§ **JOB**: Reproduce the lines below exactly as they appear, beginning with the line that contains "task: give the outline of each instance of the smiling" and continuing through the last line of the items.

Outline items for labeled areas
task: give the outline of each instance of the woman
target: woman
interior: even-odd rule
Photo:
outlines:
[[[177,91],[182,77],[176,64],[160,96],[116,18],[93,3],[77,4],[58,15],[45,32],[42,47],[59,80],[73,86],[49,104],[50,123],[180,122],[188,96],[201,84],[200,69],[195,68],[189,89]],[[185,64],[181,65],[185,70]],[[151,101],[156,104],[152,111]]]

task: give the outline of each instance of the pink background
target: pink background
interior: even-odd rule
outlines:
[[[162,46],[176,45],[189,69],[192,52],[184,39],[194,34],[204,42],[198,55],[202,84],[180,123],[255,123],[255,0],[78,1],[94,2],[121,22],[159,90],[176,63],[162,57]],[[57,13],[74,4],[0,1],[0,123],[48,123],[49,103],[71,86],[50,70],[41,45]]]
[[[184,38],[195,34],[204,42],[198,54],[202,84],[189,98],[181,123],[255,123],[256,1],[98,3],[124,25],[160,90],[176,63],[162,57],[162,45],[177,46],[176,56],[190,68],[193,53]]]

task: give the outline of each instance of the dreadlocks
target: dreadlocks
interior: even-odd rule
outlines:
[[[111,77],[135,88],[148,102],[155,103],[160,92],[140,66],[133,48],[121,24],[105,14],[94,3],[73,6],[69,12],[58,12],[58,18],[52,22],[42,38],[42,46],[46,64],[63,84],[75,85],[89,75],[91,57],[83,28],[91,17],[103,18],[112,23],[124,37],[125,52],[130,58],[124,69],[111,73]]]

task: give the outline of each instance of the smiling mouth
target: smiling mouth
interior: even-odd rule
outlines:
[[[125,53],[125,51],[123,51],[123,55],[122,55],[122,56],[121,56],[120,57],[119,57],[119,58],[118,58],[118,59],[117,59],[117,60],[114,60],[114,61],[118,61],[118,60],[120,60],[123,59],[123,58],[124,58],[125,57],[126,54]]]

§ **WRITTEN SOLUTION**:
task: give the outline of each instance of the smiling mouth
target: smiling mouth
interior: even-odd rule
outlines:
[[[125,53],[125,51],[123,51],[123,55],[122,55],[122,56],[121,56],[120,57],[119,57],[119,58],[118,58],[118,59],[117,59],[117,60],[114,60],[114,61],[118,61],[118,60],[120,60],[123,59],[123,58],[124,58],[125,57],[126,54]]]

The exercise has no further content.